**About this task**
Reply with one number, the count of lines below that contain the string "garden".
═══ Records supplied ═══
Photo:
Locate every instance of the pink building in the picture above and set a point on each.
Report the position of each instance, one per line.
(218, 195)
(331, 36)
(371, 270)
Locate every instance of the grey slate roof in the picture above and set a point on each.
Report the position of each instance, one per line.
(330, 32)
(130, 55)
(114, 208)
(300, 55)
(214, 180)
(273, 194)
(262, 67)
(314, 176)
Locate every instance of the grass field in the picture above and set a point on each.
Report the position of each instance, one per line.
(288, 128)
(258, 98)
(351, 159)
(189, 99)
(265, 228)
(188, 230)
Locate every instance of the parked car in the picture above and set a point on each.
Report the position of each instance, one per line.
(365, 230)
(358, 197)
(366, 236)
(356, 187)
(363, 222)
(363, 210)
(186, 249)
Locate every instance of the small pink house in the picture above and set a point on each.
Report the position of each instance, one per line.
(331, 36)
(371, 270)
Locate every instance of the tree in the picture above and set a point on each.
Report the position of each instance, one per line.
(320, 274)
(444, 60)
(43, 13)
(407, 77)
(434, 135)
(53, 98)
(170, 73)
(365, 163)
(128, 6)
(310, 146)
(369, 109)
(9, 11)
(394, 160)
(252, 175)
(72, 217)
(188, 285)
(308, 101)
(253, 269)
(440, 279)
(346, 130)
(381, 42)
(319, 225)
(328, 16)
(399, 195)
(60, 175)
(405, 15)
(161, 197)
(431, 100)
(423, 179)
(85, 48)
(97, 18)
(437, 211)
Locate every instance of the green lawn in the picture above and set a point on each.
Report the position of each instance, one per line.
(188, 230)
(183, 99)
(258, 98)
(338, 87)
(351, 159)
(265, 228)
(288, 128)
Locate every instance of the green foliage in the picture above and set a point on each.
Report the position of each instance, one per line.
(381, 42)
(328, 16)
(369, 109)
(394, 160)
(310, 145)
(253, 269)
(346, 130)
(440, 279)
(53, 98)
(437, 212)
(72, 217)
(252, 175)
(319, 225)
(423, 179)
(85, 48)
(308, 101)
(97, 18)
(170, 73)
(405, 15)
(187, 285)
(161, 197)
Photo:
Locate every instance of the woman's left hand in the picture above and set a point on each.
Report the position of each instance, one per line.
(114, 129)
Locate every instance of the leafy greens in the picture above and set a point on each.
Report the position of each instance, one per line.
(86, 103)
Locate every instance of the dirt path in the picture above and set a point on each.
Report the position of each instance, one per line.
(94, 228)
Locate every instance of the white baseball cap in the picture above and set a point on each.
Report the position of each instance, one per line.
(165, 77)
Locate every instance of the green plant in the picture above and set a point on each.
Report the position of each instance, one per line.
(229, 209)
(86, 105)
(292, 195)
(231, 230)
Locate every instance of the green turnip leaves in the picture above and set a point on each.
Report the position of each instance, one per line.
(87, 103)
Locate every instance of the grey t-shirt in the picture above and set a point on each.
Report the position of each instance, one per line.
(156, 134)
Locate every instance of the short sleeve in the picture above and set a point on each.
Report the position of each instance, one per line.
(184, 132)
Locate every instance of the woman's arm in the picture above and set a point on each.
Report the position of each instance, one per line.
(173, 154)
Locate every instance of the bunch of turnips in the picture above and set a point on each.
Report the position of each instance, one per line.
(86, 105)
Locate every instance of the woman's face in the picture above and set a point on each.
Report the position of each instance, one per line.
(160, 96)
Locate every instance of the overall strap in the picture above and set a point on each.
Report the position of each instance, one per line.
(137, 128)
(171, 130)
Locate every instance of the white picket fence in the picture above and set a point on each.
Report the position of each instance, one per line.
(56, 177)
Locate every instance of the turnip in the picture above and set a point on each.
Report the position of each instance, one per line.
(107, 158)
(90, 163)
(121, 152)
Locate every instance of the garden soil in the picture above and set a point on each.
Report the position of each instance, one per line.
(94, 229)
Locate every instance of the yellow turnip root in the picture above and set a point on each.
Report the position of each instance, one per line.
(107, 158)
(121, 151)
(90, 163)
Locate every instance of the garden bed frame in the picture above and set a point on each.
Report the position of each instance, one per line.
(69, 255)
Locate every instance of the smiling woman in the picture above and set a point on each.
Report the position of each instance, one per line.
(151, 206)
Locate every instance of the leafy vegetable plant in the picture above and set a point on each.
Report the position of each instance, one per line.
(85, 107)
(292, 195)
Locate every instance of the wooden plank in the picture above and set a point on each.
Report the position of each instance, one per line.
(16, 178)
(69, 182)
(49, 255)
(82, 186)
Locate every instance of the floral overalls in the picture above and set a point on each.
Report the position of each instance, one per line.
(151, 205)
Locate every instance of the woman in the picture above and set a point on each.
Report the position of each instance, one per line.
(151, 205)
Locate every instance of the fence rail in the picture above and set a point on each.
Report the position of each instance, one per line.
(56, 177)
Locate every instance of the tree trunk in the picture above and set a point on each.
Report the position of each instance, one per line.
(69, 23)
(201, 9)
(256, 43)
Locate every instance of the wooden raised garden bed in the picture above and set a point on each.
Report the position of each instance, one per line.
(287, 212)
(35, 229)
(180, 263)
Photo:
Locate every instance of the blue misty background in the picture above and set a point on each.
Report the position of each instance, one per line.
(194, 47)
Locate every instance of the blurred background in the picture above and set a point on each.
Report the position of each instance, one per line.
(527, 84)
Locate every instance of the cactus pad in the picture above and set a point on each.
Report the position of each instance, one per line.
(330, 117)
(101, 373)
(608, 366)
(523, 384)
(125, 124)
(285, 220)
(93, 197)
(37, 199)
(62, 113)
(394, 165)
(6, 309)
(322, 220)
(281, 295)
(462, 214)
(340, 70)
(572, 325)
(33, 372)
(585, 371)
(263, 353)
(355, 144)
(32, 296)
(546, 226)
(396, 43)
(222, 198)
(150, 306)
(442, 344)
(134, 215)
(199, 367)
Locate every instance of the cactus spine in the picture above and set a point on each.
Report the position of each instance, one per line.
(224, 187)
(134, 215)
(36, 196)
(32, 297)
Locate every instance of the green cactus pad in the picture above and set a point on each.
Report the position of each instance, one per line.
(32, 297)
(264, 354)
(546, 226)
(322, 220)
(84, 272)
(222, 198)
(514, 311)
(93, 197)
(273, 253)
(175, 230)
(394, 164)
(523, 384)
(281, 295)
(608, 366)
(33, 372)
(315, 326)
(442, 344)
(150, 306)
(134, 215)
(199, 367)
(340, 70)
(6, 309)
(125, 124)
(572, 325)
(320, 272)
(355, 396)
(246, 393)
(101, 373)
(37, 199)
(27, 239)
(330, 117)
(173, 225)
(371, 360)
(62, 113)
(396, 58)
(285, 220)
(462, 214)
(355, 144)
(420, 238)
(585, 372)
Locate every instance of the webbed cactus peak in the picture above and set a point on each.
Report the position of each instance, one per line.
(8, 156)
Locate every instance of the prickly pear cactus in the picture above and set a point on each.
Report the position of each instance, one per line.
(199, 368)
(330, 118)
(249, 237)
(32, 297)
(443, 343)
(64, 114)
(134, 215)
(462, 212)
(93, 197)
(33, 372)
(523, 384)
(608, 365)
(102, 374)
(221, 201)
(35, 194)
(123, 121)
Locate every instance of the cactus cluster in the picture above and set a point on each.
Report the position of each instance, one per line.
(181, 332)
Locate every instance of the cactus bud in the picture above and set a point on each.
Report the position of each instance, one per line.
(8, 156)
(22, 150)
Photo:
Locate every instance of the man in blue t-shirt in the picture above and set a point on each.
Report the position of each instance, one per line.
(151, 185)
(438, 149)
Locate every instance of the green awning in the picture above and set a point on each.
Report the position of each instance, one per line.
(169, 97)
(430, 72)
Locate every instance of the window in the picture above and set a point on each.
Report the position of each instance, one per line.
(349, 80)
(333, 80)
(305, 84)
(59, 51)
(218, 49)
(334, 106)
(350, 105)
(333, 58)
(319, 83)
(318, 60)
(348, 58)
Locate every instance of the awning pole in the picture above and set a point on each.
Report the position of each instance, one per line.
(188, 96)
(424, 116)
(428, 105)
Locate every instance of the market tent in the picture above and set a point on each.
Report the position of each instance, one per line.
═══
**Answer space**
3